-------- Data lines --------

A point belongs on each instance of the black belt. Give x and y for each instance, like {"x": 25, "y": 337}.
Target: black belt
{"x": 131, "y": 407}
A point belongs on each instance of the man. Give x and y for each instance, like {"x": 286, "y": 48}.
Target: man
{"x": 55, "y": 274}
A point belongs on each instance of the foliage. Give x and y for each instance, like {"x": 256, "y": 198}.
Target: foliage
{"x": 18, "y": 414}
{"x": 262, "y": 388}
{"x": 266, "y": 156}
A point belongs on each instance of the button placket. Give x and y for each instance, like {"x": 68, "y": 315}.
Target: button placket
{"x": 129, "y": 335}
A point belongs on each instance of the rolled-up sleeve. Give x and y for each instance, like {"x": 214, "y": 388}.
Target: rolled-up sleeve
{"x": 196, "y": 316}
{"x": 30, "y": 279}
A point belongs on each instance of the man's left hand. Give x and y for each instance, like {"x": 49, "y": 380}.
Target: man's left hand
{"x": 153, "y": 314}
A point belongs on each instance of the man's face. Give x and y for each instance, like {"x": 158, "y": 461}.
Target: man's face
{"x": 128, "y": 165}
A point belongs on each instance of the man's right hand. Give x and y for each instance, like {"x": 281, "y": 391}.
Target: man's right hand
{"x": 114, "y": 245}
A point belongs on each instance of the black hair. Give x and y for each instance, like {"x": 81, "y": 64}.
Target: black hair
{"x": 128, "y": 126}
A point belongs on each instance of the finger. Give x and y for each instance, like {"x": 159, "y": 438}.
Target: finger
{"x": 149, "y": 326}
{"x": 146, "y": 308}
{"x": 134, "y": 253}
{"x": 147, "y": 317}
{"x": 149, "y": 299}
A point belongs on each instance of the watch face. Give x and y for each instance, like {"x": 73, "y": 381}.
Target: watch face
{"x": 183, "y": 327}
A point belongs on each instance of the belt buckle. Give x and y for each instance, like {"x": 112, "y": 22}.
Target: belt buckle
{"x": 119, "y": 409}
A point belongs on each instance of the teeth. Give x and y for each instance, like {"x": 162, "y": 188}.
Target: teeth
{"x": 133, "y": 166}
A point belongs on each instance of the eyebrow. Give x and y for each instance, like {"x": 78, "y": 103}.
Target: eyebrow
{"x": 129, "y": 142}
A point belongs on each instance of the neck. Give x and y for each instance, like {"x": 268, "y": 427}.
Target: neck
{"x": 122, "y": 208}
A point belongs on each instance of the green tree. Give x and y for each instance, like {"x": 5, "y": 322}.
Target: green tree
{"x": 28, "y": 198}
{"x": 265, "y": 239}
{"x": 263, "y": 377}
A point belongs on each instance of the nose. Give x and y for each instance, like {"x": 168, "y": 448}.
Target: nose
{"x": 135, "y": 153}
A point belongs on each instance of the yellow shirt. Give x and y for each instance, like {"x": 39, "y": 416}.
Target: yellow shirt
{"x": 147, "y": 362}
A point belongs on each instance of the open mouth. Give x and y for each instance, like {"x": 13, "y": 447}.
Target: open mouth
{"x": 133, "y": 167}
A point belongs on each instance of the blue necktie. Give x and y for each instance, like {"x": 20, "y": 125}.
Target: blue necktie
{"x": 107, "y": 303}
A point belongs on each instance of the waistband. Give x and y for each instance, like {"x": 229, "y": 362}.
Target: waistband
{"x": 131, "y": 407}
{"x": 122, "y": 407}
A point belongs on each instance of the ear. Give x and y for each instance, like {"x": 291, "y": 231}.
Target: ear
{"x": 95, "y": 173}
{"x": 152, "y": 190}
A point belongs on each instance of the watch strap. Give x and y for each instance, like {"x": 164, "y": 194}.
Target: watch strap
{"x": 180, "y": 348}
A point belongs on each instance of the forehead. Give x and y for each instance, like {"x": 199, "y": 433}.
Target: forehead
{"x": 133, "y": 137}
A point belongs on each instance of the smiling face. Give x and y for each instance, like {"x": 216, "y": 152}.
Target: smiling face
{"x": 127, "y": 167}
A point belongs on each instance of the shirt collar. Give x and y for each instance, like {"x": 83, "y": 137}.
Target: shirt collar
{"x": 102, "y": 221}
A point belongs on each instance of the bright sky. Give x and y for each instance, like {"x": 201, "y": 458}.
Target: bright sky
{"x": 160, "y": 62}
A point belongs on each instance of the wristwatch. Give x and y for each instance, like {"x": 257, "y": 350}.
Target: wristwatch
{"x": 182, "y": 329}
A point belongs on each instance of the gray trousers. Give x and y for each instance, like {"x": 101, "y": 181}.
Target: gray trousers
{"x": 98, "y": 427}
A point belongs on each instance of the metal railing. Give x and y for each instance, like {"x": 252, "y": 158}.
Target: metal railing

--------

Your task is to give the records above again, exactly.

A point belongs on each instance of the black belt. Give x and y for each instance, like {"x": 25, "y": 337}.
Target: black belt
{"x": 131, "y": 407}
A point belongs on each instance of the man. Give x and y for each instance, like {"x": 286, "y": 48}.
Target: man
{"x": 55, "y": 274}
A point belongs on each instance of the foliage. Give x and y for each instance, like {"x": 256, "y": 198}.
Target: foliage
{"x": 18, "y": 414}
{"x": 262, "y": 388}
{"x": 266, "y": 156}
A point belongs on each instance of the button placket. Give x and y for each instance, like {"x": 68, "y": 315}.
Target: button placket
{"x": 129, "y": 335}
A point belongs on each instance of the rolled-up sleeve. Give x and y for each instance, like {"x": 214, "y": 388}.
Target: rolled-up sleeve
{"x": 196, "y": 316}
{"x": 30, "y": 279}
A point belongs on each instance of the man's left hand. Give x and y for each instance, like {"x": 49, "y": 380}.
Target: man's left hand
{"x": 153, "y": 314}
A point belongs on each instance of the man's face. Give x and y for each instance, like {"x": 158, "y": 461}.
Target: man's face
{"x": 128, "y": 165}
A point belongs on each instance of the man's right hand. Give x and y for each instance, like {"x": 281, "y": 391}.
Target: man's right hand
{"x": 114, "y": 245}
A point belongs on each instance of the black hair. Give x and y for each instance, like {"x": 81, "y": 64}.
Target: black hair
{"x": 128, "y": 126}
A point belongs on each instance of the finger. Give x and y for each instance, like {"x": 159, "y": 438}.
Target: finger
{"x": 149, "y": 326}
{"x": 146, "y": 308}
{"x": 134, "y": 253}
{"x": 147, "y": 317}
{"x": 149, "y": 299}
A point belongs on each instance of the watch face. Give x and y for each instance, like {"x": 73, "y": 381}.
Target: watch face
{"x": 183, "y": 327}
A point belongs on each instance of the belt buckle. Give x and y for each instance, like {"x": 112, "y": 22}.
Target: belt buckle
{"x": 119, "y": 409}
A point belongs on each instance of the teeth. Give x and y for each instance, like {"x": 162, "y": 188}.
Target: teeth
{"x": 133, "y": 166}
A point belongs on each instance of the eyebrow. Give x and y for each instance, like {"x": 78, "y": 103}.
Target: eyebrow
{"x": 129, "y": 142}
A point belongs on each instance of the neck. Give x and y for each instance, like {"x": 268, "y": 427}.
Target: neck
{"x": 122, "y": 208}
A point belongs on each instance of the green tree. Give x and y for each instance, like {"x": 5, "y": 322}.
Target: green tree
{"x": 28, "y": 198}
{"x": 265, "y": 239}
{"x": 263, "y": 377}
A point belongs on each instance of the nose. Give x and y for each instance, like {"x": 168, "y": 448}.
Target: nose
{"x": 135, "y": 153}
A point belongs on each instance of the yellow shirt. Give x and y for each instance, like {"x": 39, "y": 416}.
Target: yellow shirt
{"x": 147, "y": 362}
A point belongs on each instance of the open mouth. Give x and y for each instance, like {"x": 13, "y": 447}.
Target: open mouth
{"x": 133, "y": 167}
A point belongs on each instance of the blue necktie. Give x and y for each instance, like {"x": 20, "y": 125}.
Target: blue necktie
{"x": 107, "y": 303}
A point belongs on each instance of the waistband. Give x and y for each instance, like {"x": 229, "y": 362}.
Target: waistband
{"x": 131, "y": 407}
{"x": 122, "y": 407}
A point belongs on each instance of the ear. Give x and y for each instance, like {"x": 291, "y": 231}.
Target: ear
{"x": 95, "y": 173}
{"x": 152, "y": 190}
A point belongs on each instance of the watch strap. Give x and y for each instance, like {"x": 164, "y": 194}.
Target: watch strap
{"x": 180, "y": 348}
A point belongs on each instance of the forehead. Give x and y for each instance, like {"x": 199, "y": 433}.
Target: forehead
{"x": 133, "y": 137}
A point belongs on each instance of the smiling face. Give x and y for each instance, like {"x": 216, "y": 152}.
Target: smiling face
{"x": 127, "y": 167}
A point belongs on each instance of the shirt collar. Give x and y for each instance, like {"x": 83, "y": 137}.
Target: shirt collar
{"x": 102, "y": 221}
A point belongs on each instance of the bright sky. Give x and y for each instance, like {"x": 201, "y": 458}.
Target: bright sky
{"x": 160, "y": 62}
A point belongs on each instance of the wristwatch. Give x and y for each instance, like {"x": 257, "y": 350}.
Target: wristwatch
{"x": 182, "y": 329}
A point belongs on each instance of the gray trousers. Give x and y for each instance, like {"x": 101, "y": 181}.
Target: gray trousers
{"x": 98, "y": 427}
A point belongs on each instance of the metal railing. Give x and y for each instance, like {"x": 252, "y": 158}.
Target: metal railing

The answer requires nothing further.